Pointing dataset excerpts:
◆ ◆ ◆ ◆

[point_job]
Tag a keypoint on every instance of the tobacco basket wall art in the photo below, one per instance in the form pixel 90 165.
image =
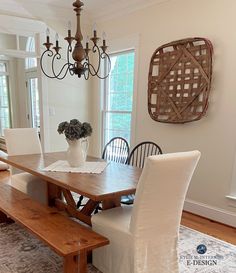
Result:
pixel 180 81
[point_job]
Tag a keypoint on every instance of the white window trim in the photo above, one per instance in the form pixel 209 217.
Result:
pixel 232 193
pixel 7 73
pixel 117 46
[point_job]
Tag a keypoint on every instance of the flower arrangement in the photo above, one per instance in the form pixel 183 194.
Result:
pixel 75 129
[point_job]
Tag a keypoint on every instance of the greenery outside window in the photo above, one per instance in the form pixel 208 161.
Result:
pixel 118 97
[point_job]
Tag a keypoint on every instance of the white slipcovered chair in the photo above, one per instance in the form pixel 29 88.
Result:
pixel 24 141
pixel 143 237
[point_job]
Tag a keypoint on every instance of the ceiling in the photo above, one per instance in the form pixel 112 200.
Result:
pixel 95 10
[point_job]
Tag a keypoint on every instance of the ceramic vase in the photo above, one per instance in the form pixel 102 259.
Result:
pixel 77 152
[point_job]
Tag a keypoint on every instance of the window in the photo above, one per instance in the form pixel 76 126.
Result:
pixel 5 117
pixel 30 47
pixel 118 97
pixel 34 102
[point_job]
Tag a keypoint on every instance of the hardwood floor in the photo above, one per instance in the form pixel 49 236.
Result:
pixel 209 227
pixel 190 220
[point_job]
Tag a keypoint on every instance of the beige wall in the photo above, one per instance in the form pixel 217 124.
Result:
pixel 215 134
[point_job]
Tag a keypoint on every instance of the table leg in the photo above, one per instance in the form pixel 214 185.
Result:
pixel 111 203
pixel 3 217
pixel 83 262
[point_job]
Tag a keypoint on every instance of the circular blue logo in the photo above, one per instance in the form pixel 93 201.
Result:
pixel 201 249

◆ ◆ ◆ ◆

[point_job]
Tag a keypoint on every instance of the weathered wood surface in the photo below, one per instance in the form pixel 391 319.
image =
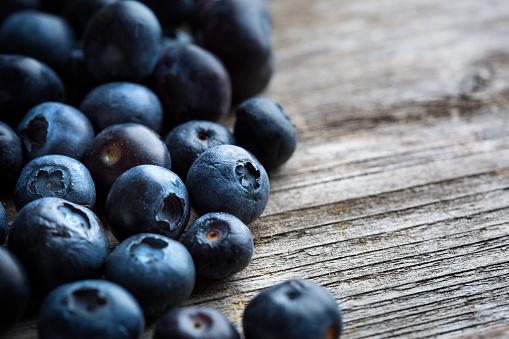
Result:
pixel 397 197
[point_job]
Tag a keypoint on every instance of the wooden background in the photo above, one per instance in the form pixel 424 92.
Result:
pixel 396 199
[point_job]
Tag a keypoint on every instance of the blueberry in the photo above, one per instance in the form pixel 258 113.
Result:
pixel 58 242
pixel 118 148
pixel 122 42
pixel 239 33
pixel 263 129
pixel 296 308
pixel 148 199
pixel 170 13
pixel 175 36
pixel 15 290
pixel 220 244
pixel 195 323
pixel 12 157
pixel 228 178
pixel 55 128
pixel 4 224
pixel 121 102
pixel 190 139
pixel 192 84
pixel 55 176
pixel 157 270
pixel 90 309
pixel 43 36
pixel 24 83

◆ ◆ ◆ ◆

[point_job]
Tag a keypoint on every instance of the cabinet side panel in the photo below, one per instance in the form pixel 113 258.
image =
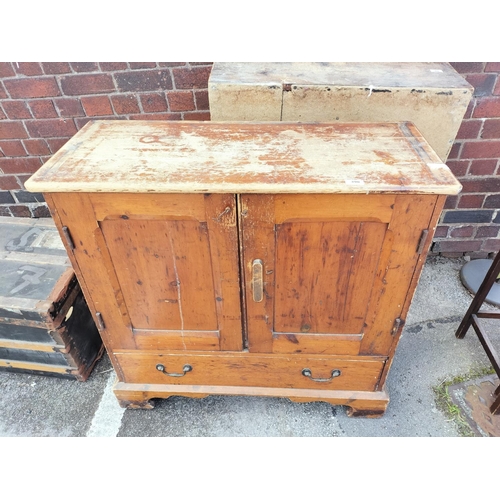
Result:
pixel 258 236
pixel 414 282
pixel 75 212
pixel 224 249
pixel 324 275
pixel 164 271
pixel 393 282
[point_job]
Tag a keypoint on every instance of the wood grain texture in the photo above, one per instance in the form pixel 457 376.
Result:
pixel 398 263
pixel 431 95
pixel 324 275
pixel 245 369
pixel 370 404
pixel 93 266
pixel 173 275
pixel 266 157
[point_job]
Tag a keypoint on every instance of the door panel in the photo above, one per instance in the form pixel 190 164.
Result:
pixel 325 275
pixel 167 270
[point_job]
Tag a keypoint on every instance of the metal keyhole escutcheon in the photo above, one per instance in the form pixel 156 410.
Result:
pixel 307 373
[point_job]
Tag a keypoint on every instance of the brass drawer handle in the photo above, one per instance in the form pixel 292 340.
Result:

◆ ◆ ◆ ◆

*WORK REQUIRED:* Select every line in the listing above that contains the word "wall" and copy each one out.

*TASK RESULT:*
Tag a keypoint on every instance of the tobacco basket wall art in the photo below, one per instance in the form pixel 90 165.
Tag a keypoint on every instance of the beige wall in the photo above, one per instance in the form pixel 217 124.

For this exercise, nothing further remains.